» **Exercise requirements**: Could you list the material as numbered lines, starting at the line containing "of the window" and continuing through the end, with blank lines left out?

» **Input material**:
______
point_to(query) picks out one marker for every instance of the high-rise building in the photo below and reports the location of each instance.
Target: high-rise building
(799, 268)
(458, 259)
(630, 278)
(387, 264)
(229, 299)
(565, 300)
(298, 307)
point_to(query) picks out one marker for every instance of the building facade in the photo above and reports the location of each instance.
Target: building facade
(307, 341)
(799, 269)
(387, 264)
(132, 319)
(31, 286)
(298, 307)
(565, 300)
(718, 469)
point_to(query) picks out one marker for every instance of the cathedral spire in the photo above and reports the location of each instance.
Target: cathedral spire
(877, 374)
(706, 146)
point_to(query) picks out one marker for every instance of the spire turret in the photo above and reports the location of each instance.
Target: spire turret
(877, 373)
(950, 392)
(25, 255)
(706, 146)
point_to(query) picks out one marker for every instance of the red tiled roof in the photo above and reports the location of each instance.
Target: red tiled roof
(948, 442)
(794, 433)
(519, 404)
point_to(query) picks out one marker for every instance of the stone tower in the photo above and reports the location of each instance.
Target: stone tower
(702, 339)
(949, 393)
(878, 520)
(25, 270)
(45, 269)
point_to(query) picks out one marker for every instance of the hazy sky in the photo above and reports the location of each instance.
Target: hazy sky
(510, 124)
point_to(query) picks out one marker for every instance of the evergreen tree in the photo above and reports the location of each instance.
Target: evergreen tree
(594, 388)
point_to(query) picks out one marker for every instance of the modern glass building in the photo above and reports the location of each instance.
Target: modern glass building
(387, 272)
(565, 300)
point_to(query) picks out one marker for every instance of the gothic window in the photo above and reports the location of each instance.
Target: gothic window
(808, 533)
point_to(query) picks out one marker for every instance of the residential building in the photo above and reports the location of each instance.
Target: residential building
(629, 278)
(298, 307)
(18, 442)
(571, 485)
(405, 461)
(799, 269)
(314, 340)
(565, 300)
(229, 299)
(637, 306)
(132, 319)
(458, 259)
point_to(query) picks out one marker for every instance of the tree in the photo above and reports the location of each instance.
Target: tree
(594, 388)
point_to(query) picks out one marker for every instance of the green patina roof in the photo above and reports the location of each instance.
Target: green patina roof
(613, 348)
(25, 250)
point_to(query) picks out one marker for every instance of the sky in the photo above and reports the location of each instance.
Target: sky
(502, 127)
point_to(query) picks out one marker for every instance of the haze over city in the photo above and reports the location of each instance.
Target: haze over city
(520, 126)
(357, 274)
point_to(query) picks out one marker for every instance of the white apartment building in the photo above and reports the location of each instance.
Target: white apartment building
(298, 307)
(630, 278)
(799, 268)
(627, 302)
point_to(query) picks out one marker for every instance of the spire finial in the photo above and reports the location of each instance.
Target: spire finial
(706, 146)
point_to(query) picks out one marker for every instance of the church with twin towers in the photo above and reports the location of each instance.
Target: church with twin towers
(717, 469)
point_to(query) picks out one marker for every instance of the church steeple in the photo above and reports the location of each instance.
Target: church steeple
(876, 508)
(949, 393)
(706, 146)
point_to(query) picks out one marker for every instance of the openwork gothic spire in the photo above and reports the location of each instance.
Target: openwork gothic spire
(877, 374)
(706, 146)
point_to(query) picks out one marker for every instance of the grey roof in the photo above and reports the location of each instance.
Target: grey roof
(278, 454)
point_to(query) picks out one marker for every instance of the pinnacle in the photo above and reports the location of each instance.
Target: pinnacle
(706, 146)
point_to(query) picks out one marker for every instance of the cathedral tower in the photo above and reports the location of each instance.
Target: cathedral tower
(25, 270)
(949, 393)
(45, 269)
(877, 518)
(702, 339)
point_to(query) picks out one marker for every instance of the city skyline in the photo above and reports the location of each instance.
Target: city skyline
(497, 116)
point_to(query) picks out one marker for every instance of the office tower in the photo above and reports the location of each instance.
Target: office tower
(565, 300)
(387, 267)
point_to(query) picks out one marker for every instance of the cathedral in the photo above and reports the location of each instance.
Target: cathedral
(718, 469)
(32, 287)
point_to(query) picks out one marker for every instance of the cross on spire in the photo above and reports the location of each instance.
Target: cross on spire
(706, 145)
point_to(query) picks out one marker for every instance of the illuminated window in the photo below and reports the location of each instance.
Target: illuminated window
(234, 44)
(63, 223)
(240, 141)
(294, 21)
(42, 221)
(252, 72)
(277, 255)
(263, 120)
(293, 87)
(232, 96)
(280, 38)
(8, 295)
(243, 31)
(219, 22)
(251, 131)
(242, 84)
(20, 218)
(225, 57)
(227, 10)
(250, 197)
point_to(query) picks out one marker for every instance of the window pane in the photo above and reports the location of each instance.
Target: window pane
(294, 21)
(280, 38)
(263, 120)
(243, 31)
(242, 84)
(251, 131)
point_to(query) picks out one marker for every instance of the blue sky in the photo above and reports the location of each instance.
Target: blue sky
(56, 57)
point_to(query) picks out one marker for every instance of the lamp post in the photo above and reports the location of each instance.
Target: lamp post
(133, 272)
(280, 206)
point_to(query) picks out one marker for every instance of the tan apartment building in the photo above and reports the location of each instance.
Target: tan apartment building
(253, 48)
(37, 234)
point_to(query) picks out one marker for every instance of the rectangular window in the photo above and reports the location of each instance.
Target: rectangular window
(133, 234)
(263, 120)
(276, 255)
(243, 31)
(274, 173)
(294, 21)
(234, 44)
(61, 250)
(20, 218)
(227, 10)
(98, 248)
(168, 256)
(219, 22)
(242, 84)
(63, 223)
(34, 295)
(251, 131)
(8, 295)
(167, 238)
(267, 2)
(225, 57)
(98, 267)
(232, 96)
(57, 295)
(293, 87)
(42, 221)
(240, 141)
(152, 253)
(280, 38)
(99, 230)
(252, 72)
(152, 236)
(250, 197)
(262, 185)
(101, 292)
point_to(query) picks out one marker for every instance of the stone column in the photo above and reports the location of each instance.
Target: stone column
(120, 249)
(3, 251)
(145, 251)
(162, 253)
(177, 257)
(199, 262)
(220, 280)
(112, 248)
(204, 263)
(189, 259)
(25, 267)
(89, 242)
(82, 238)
______
» **Finished answer**:
1. point_to(query) picks out one marker for every instance of the window pane in the photo above and reports the location of each instance.
2. Target: window pane
3. (294, 21)
4. (280, 38)
5. (263, 120)
6. (243, 31)
7. (242, 84)
8. (251, 131)
9. point_to(query) picks out one marker for every instance of the blue sky in the photo above and reports the location of each instance.
10. Target: blue sky
11. (56, 57)
12. point_to(query) picks out one marker for every instance of the lamp post in the photo above and reports the location of each instance.
13. Target: lamp post
14. (133, 272)
15. (280, 206)
16. point_to(query) picks out one marker for every instance of the tan apartment building in the photo above and reports the location of each instance.
17. Target: tan apartment building
18. (253, 48)
19. (37, 234)
20. point_to(query) picks out one marker for every instance of the rectangular window in the photo above and reports the location of each instance.
21. Target: rectangular window
22. (133, 234)
23. (263, 120)
24. (276, 255)
25. (243, 31)
26. (274, 173)
27. (294, 21)
28. (234, 44)
29. (61, 250)
30. (20, 218)
31. (227, 10)
32. (98, 248)
33. (168, 256)
34. (219, 22)
35. (242, 84)
36. (63, 223)
37. (34, 295)
38. (251, 131)
39. (8, 295)
40. (167, 238)
41. (267, 2)
42. (225, 57)
43. (98, 267)
44. (232, 96)
45. (57, 295)
46. (293, 87)
47. (42, 221)
48. (240, 141)
49. (152, 253)
50. (280, 38)
51. (99, 230)
52. (252, 72)
53. (152, 236)
54. (250, 197)
55. (262, 185)
56. (101, 292)
57. point_to(query) picks out one marker for every instance of the stone column in the photo above and reports the location of each instance.
58. Target: stone column
59. (120, 249)
60. (3, 251)
61. (145, 251)
62. (162, 253)
63. (177, 257)
64. (199, 262)
65. (220, 280)
66. (112, 248)
67. (204, 263)
68. (189, 259)
69. (25, 267)
70. (89, 242)
71. (82, 238)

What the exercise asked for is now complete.